**DATASET EXCERPTS**
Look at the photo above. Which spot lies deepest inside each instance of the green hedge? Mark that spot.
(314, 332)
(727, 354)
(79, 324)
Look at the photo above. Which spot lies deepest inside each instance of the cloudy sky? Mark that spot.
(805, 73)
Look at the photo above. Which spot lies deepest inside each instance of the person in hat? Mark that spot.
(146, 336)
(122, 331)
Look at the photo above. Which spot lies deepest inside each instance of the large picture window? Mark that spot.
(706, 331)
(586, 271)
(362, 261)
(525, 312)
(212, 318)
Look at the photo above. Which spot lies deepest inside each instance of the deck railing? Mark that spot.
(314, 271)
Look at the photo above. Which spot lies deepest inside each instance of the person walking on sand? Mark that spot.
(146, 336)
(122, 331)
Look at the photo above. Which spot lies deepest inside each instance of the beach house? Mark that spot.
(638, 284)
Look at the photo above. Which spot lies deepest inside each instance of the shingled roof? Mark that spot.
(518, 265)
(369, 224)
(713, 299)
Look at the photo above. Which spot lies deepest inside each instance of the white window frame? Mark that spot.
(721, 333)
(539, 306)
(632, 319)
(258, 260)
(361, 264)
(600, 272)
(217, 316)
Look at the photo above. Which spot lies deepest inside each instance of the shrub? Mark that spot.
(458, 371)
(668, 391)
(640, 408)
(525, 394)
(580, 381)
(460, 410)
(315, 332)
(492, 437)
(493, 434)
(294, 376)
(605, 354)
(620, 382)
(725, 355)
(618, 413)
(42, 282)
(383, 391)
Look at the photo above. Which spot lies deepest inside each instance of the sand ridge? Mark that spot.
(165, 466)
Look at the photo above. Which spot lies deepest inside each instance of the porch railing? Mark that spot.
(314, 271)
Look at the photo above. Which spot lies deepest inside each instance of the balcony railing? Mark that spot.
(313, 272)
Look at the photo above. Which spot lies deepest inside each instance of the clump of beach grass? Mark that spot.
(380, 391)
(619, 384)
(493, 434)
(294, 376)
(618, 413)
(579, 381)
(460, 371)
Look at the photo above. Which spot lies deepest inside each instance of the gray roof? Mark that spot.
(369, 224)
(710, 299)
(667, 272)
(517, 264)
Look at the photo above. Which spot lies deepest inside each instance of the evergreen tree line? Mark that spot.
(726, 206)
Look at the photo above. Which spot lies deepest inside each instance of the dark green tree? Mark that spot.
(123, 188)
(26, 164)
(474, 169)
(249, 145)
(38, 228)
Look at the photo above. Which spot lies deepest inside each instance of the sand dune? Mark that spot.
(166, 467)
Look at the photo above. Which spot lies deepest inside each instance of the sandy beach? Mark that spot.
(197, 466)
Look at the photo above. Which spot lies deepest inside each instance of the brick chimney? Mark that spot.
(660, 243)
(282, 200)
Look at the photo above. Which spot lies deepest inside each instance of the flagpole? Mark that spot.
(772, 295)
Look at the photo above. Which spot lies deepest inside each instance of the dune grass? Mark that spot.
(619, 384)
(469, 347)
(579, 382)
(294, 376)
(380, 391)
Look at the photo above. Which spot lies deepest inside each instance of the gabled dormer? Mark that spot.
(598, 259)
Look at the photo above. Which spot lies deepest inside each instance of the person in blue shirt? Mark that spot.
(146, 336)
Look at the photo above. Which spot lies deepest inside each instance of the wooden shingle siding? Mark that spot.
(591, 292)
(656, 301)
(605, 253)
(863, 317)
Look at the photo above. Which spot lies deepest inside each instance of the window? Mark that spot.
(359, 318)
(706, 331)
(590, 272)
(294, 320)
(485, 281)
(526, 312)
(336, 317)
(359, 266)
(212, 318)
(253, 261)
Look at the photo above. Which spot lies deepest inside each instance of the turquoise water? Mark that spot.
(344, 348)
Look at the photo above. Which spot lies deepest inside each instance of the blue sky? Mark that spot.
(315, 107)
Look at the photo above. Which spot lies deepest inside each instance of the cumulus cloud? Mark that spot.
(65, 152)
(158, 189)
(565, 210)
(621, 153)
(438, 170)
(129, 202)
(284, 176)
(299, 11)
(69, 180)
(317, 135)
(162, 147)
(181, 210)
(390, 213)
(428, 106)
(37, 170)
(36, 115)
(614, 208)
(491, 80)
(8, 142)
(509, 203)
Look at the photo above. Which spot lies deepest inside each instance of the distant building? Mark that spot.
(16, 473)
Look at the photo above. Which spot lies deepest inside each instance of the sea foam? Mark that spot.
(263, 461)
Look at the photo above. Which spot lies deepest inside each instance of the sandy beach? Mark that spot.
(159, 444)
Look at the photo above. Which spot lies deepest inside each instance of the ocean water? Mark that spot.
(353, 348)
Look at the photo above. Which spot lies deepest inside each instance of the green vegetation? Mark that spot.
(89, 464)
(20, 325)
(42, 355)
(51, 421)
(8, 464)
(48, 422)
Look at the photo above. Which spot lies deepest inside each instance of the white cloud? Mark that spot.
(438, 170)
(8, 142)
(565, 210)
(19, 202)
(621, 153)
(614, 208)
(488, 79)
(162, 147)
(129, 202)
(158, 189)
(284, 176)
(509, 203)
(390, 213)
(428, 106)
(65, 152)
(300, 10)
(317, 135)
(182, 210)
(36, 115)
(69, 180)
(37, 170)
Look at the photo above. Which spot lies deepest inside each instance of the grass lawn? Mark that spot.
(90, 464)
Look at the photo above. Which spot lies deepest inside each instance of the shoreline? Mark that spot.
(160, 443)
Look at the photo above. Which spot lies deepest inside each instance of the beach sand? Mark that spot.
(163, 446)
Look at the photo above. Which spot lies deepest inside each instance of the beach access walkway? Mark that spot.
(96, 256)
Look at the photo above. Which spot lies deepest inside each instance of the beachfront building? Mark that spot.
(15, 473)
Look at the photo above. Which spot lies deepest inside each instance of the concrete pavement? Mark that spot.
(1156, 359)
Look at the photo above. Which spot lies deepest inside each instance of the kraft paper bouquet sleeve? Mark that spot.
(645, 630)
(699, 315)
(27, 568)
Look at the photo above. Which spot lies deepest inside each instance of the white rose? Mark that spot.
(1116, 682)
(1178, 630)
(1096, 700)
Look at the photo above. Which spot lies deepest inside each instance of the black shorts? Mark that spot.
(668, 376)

**DIRECTIONS FOR THIS TASK**
Exactly as written, restate every record in the listing.

**COMPLETED EXERCISE**
Look at the photo above. Which spot lies deepest inside each instance of the green hedge? Mark that spot.
(314, 332)
(727, 354)
(79, 324)
Look at the photo above. Which spot lies deepest inside each instance of the cloudy sky? Mark that spot.
(805, 73)
Look at the photo above. Which spot lies deepest inside each instance of the person in hat? Mark that spot.
(146, 336)
(122, 331)
Look at the photo above. Which spot lies deepest inside each instance of the large picture window? Mark that spot.
(706, 331)
(586, 271)
(362, 261)
(525, 312)
(212, 318)
Look at the photo above. Which spot lies deepest inside each instance of the deck railing? Mark that spot.
(314, 271)
Look at the photo above. Which spot lies deepest inside each instance of the person walking on sand? Mark that spot.
(146, 336)
(122, 331)
Look at the photo above. Which spot lies deepest inside each instance of the beach house? Mark that spot.
(638, 284)
Look at the photo above. Which spot lies deepest inside each instance of the shingled roof? Mark that spot.
(518, 265)
(369, 224)
(713, 299)
Look at the photo above. Which spot lies deepest inside each instance of the white window frame? Mark that spot.
(721, 333)
(539, 306)
(632, 319)
(258, 260)
(361, 264)
(600, 272)
(217, 316)
Look at the photo above. Which spot lies deepest inside each instance of the shrub? Mark that spot.
(458, 371)
(668, 391)
(640, 408)
(525, 394)
(580, 381)
(460, 410)
(315, 332)
(492, 437)
(493, 434)
(294, 376)
(605, 354)
(620, 382)
(725, 355)
(618, 413)
(42, 282)
(383, 391)
Look at the photo above. Which spot lies deepest inside each instance of the sand ridge? Mark that spot.
(165, 466)
Look at the photo above. Which spot lies deepest inside each instance of the porch railing? Mark that spot.
(314, 271)
Look at the photo above. Which spot lies deepest inside each instance of the balcony railing? Mark that spot.
(313, 272)
Look at the photo above. Which spot lies deepest inside each instance of the clump of beach grass? Mark that spot.
(380, 391)
(619, 384)
(493, 434)
(294, 376)
(618, 413)
(579, 381)
(460, 371)
Look at the photo above. Which spot lies deepest inside each instance of the gray roof? Mark that spot.
(369, 224)
(710, 299)
(667, 272)
(517, 264)
Look at the photo above. Which spot lies deepest inside each instance of the evergreen tree line? Mark that spot.
(726, 206)
Look at the photo above. Which spot lies deepest inside each instance of the dark green tree? Mark that spot.
(123, 188)
(26, 164)
(474, 169)
(249, 145)
(38, 228)
Look at the photo above. Which spot lies deepest inside each instance of the sand dune? Mark that spot.
(166, 467)
Look at the photo above. Which spot lies deepest inside each instance of the sandy beach? Mark that spot.
(197, 466)
Look at the photo above. Which spot lies deepest inside each instance of the brick chimney? Mark that spot.
(660, 243)
(282, 200)
Look at the photo above. Which spot lies deepest inside each instance of the flagpole? Mark that spot.
(772, 295)
Look at the photo above. Which spot lies deepest inside each instance of the dune grass? Mark that spot.
(619, 384)
(469, 347)
(579, 382)
(294, 376)
(380, 391)
Look at the photo above. Which spot lies deepest inside each instance of the gabled dormer? Mark that spot.
(598, 259)
Look at the photo above. Which spot lies deepest inside each instance of the person in blue shirt? Mark that spot.
(146, 336)
Look at the photo above. Which spot lies deepest inside each instance of the wooden shingle siding? Mark that spot.
(591, 292)
(656, 301)
(605, 253)
(863, 317)
Look at the photo above. Which spot lies deepest inside each instance of the window? Mark that spot.
(359, 318)
(706, 331)
(590, 272)
(294, 320)
(485, 281)
(526, 312)
(336, 317)
(359, 266)
(212, 318)
(253, 261)
Look at the photo above. Which spot lies deepest inside each instance of the turquoise water? Mark that spot.
(344, 348)
Look at the photo above. Which spot lies deepest inside each instance of the blue sky? Mark that spot.
(315, 107)
Look at the photo above. Which spot lies deepest inside each instance of the cumulus cloud? Mark that spot.
(65, 152)
(158, 189)
(565, 210)
(621, 153)
(438, 170)
(129, 202)
(284, 176)
(299, 11)
(69, 180)
(317, 135)
(162, 147)
(181, 210)
(390, 213)
(428, 106)
(37, 170)
(36, 115)
(614, 208)
(491, 80)
(8, 142)
(509, 203)
Look at the photo above. Which spot lies deepest inside each instance of the distant building? Mark that spot.
(16, 473)
Look at the photo above. Which spot lies deepest inside each instance of the sea foam? Mark that spot.
(263, 461)
Look at the photo above. Which spot lies deepest inside each instance of the sandy beach? Mark that spot.
(159, 444)
Look at the photo above. Which spot lies deepest inside each instance of the ocean water? Mark that spot.
(353, 348)
Look at the photo above. Which spot lies deepest inside each instance of the green vegetation? Mark that spot.
(89, 464)
(20, 325)
(42, 355)
(51, 421)
(8, 464)
(48, 422)
Look at the photo above. Which spot lies deepest inside each instance of the white cloud? Mark that spot.
(438, 170)
(8, 142)
(565, 210)
(19, 202)
(621, 153)
(614, 208)
(488, 79)
(162, 147)
(129, 202)
(158, 189)
(284, 176)
(509, 203)
(390, 213)
(428, 106)
(65, 152)
(300, 10)
(317, 135)
(182, 210)
(36, 115)
(69, 180)
(37, 170)
Look at the photo above. Which spot lies deepest inside each instance of the grass lawn? Mark that spot.
(90, 464)
Look at the photo above. Which spot lies deepest inside each instance of the shoreline? Mark that spot.
(160, 443)
Look at the photo above. Which spot lies deepest inside each instance of the beach sand? Mark that spot.
(163, 446)
Look at the photo above. Which spot lies deepest inside each instance of the beach access walkway? Mark that spot.
(96, 256)
Look at the photo above. Which spot lies deepest inside each instance of the beachfront building? Mark that spot.
(15, 473)
Look at the photo above. Which spot lies deepest inside each instance of the concrete pavement? Mark that spot.
(1156, 359)
Look at the photo above. Which spot lies deepest inside each instance of the kraft paper bouquet sleeve? Mark that spot.
(645, 630)
(699, 315)
(27, 568)
Look at the photo above. Which spot lies deepest inside each instance of the white rose? Mark that spot.
(1116, 682)
(1178, 630)
(1096, 700)
Look at the photo above. Which spot lies deepest inside each instance of the black shorts? Mark that spot.
(668, 376)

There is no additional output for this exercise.